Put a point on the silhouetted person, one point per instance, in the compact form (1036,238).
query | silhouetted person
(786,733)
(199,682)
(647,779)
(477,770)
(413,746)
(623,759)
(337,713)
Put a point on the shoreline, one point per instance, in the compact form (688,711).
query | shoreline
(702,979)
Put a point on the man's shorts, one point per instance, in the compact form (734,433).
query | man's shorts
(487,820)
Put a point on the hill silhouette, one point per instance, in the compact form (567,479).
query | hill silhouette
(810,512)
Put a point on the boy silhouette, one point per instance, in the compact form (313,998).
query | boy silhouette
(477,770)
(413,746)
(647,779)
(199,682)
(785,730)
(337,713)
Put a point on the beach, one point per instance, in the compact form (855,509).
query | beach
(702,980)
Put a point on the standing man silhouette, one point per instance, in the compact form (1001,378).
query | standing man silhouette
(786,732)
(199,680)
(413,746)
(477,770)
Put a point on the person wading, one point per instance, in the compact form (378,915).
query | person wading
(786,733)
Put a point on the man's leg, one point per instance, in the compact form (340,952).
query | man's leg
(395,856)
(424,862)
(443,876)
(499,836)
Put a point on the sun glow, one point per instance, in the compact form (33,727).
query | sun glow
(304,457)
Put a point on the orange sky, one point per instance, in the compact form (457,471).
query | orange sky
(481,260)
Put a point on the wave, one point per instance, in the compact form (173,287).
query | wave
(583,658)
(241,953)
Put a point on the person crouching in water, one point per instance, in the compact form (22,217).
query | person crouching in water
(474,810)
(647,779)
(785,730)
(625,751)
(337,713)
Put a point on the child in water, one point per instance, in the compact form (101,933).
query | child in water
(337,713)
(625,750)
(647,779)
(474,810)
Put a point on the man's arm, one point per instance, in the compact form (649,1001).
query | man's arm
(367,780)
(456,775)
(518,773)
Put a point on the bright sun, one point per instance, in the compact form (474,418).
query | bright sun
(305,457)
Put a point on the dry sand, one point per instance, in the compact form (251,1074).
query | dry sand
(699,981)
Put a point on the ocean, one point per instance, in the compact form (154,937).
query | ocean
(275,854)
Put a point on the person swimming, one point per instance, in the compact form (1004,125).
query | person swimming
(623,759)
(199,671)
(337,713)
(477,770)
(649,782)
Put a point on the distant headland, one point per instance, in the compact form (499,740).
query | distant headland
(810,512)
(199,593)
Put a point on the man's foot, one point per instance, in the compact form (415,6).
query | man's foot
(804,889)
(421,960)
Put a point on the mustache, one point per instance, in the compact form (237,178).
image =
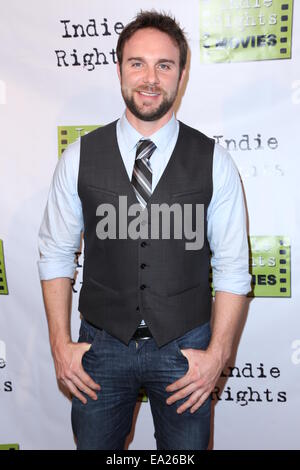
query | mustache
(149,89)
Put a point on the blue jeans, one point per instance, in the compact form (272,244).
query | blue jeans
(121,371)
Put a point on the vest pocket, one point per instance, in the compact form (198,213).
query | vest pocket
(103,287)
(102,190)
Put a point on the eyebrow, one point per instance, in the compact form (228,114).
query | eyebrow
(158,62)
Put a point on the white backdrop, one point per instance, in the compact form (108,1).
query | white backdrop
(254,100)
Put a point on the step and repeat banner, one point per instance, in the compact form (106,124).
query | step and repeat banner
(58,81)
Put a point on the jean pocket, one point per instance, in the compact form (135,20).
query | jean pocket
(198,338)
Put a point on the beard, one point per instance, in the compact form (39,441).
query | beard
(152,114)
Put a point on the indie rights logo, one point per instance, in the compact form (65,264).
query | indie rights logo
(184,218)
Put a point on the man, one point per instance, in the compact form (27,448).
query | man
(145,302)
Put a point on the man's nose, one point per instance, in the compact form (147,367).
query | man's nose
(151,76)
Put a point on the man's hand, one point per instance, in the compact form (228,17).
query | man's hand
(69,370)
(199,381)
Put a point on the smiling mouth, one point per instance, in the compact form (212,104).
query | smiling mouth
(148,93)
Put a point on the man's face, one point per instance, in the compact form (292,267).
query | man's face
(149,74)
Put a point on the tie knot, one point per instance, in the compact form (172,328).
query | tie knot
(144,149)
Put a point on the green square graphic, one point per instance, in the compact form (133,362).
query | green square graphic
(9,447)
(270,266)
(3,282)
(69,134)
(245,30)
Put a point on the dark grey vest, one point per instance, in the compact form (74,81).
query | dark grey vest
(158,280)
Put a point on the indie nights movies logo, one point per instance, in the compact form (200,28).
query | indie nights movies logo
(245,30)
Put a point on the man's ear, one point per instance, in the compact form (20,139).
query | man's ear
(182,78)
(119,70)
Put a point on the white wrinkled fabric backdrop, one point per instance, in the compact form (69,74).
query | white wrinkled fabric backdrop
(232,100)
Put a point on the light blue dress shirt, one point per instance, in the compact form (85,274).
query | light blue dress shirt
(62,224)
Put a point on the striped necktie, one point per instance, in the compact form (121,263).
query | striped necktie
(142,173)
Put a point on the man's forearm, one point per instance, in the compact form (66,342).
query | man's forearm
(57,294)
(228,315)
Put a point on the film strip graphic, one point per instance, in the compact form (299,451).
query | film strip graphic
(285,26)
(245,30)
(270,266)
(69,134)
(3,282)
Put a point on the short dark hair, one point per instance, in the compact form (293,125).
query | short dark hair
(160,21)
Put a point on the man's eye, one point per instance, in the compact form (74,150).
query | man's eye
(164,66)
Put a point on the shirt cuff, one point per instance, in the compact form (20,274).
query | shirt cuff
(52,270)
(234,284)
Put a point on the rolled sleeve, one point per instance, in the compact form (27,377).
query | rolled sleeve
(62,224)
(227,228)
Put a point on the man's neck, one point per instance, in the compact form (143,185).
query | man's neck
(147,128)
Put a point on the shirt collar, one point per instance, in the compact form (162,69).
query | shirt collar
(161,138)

-- -- --

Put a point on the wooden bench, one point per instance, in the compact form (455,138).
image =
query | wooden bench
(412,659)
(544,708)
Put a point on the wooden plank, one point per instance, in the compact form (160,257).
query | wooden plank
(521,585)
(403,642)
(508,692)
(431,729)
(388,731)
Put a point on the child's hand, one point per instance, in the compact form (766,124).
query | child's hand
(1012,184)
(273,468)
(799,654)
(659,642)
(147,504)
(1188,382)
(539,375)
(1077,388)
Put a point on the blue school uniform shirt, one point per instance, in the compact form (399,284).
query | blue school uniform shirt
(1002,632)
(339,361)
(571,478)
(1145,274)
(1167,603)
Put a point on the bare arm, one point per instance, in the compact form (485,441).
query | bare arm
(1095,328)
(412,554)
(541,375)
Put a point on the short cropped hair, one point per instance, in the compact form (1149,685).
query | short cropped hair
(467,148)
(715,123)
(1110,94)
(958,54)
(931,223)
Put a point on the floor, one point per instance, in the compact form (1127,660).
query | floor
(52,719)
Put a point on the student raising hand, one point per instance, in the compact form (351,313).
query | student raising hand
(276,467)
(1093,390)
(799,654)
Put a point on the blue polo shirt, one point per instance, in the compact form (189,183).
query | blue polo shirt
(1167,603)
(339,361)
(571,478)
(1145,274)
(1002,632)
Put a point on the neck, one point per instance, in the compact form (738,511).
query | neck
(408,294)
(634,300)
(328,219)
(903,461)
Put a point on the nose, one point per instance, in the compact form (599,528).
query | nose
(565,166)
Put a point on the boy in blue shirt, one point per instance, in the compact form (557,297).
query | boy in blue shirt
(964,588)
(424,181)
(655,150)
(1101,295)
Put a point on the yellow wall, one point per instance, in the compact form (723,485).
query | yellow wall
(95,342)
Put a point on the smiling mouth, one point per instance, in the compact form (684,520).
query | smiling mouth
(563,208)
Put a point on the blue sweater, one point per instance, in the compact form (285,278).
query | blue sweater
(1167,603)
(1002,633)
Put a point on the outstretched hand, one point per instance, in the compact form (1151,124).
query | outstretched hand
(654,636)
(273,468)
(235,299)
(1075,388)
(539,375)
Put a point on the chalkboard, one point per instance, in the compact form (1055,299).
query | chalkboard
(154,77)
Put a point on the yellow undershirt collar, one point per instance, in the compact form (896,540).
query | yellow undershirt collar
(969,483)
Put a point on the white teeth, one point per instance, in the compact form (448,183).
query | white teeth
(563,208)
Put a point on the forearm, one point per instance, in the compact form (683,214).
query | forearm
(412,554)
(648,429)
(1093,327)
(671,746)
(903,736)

-- -- --

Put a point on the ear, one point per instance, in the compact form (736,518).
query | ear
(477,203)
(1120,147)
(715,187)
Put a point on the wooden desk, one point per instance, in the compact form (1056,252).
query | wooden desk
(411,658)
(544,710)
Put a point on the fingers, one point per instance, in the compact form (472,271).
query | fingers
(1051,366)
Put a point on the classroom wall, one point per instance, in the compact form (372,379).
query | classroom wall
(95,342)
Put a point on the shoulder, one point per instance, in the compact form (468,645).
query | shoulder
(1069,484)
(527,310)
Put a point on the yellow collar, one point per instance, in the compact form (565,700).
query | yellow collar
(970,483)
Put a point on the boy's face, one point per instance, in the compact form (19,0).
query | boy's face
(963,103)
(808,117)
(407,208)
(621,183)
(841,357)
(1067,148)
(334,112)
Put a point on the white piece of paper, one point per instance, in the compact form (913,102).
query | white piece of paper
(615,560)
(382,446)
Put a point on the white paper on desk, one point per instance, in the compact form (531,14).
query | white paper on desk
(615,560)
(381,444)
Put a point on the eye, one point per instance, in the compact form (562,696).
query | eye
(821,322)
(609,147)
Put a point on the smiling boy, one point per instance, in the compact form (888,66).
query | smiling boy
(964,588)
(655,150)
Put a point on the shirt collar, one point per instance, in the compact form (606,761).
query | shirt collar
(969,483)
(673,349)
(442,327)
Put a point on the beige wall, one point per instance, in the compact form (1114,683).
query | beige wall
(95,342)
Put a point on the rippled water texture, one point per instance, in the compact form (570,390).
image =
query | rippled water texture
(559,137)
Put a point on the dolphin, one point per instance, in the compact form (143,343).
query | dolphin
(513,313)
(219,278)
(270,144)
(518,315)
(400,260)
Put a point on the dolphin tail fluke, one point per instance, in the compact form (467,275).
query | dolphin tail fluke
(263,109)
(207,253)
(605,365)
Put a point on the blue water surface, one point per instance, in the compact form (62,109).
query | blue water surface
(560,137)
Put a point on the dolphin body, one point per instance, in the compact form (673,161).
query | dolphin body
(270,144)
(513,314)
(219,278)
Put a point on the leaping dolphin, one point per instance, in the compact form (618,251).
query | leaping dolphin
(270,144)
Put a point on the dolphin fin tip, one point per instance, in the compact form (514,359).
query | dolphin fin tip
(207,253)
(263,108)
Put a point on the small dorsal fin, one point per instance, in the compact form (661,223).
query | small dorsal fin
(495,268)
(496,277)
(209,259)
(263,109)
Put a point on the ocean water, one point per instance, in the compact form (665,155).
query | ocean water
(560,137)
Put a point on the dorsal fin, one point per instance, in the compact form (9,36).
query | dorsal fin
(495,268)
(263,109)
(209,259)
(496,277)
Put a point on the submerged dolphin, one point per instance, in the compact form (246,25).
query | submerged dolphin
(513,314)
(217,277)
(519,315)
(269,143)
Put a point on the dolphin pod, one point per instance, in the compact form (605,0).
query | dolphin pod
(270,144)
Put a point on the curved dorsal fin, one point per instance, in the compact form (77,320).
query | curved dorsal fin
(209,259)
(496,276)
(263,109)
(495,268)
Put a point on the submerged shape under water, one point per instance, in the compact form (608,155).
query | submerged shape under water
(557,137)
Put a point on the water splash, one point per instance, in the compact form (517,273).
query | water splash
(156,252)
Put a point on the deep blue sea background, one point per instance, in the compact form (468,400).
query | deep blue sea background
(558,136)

-- -- --

- OBJECTIVE: Please report every line of the rows above that contains the word "classroom", copying each such line in full.

- ANSWER TO THE EXERCISE:
Put a point on the classroom wall, one point per instance, in the compact form (372,379).
query | classroom wall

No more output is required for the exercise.